▸ **Source excerpt**:
• • • • •
Re: [PATCH v2 1/3] xen/riscv: introduce setup_initial_pages

From: Julien Grall <julien@xen.org>
To: Oleksii <oleksii.kurochko@gmail.com>, xen-devel@lists.xenproject.org
Cc: Jan Beulich <jbeulich@suse.com>,
	Andrew Cooper <andrew.cooper3@citrix.com>,
	Stefano Stabellini <sstabellini@kernel.org>,
	Gianluca Guida <gianluca@rivosinc.com>,
	Bob Eshleman <bobbyeshleman@gmail.com>,
	Alistair Francis <alistair.francis@wdc.com>,
	Connor Davis <connojdavis@gmail.com>
Subject: Re: [PATCH v2 1/3] xen/riscv: introduce setup_initial_pages
Date: Thu, 23 Mar 2023 11:57:59 +0000	[thread overview]
Message-ID: <98194c59-6bd8-7b98-c94d-df0f4faf0c04@xen.org> (raw)
In-Reply-To: <c9f4b34c4aef31906e715c7ddce8e077e5eef52c.camel@gmail.com>

On 23/03/2023 11:18, Oleksii wrote:
> Hi Julien,

Hi Oleksii,

> On Wed, 2023-03-22 at 14:21 +0000, Julien Grall wrote:
> ...
>>
>>>>> +    unsigned long page_addr;
>>>>> +
>>>>> +    // /* align start addresses */
>>>>> +    // map_start &= XEN_PT_LEVEL_MAP_MASK(0);
>>>>> +    // pa_start &= XEN_PT_LEVEL_MAP_MASK(0);
>>>>
>>>> They should be switched to ASSERT() or BUG_ON().
>>> Sure. Thanks. I'll update.
>>>>
>>>>> +
>>>>> +    page_addr = map_start;
>>>>> +    while ( page_addr < map_end )
>>>>
>>>> This loop is continue to assume that only the mapping can first
>>>> in
>>>> 2MB
>>>> section (or less if the start is not 2MB aligned).
>>>>
>>>> I am OK if you want to assume it, but I think this should be
>>>> documented
>>>> (with words and ASSERT()/BUG_ON()) to avoid any mistake.
• • • • •
▸ **Recorded data**:
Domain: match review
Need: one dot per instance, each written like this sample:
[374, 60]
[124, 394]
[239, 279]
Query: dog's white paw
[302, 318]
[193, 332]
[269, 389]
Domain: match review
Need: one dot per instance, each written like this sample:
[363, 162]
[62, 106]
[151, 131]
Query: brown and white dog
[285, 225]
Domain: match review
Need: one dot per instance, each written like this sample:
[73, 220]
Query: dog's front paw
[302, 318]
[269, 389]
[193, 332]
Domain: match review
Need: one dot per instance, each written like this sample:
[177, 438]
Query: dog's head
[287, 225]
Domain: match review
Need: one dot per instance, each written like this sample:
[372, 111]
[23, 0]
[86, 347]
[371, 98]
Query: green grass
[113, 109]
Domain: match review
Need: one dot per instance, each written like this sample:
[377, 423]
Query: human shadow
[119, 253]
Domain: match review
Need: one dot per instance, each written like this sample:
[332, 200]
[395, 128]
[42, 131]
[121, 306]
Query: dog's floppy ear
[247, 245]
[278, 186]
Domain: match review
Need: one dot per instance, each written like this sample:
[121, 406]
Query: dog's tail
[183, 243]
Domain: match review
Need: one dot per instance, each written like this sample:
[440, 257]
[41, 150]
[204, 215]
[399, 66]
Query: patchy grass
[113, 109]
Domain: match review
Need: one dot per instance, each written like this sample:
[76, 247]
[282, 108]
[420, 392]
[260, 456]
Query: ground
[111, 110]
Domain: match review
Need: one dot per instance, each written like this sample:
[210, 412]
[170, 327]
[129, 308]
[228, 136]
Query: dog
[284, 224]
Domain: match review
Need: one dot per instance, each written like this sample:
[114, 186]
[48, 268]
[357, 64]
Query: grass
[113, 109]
• • • • •
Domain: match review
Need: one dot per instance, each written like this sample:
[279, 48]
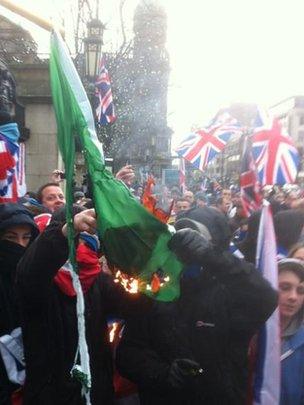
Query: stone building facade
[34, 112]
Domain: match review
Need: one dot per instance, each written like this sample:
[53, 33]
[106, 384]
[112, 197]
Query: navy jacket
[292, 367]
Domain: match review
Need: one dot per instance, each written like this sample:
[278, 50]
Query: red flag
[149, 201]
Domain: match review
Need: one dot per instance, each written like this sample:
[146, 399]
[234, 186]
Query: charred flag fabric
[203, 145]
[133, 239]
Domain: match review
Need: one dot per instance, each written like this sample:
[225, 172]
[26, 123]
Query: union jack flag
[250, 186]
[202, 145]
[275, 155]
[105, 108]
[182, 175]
• • • • •
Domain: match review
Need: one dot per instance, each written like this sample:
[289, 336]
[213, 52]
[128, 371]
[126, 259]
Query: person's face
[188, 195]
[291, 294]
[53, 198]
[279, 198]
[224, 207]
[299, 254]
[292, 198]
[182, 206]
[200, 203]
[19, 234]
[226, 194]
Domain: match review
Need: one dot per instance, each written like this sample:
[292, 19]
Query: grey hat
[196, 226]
• • • • •
▸ **Exercise details**: Print the passage of the patch review email from "From: Julien Grall" up to and including "Message-ID: <98194c59-6bd8-7b98-c94d-df0f4faf0c04@xen.org> (raw)", copied word for word.

▸ **Final result**:
From: Julien Grall <julien@xen.org>
To: Oleksii <oleksii.kurochko@gmail.com>, xen-devel@lists.xenproject.org
Cc: Jan Beulich <jbeulich@suse.com>,
	Andrew Cooper <andrew.cooper3@citrix.com>,
	Stefano Stabellini <sstabellini@kernel.org>,
	Gianluca Guida <gianluca@rivosinc.com>,
	Bob Eshleman <bobbyeshleman@gmail.com>,
	Alistair Francis <alistair.francis@wdc.com>,
	Connor Davis <connojdavis@gmail.com>
Subject: Re: [PATCH v2 1/3] xen/riscv: introduce setup_initial_pages
Date: Thu, 23 Mar 2023 11:57:59 +0000	[thread overview]
Message-ID: <98194c59-6bd8-7b98-c94d-df0f4faf0c04@xen.org> (raw)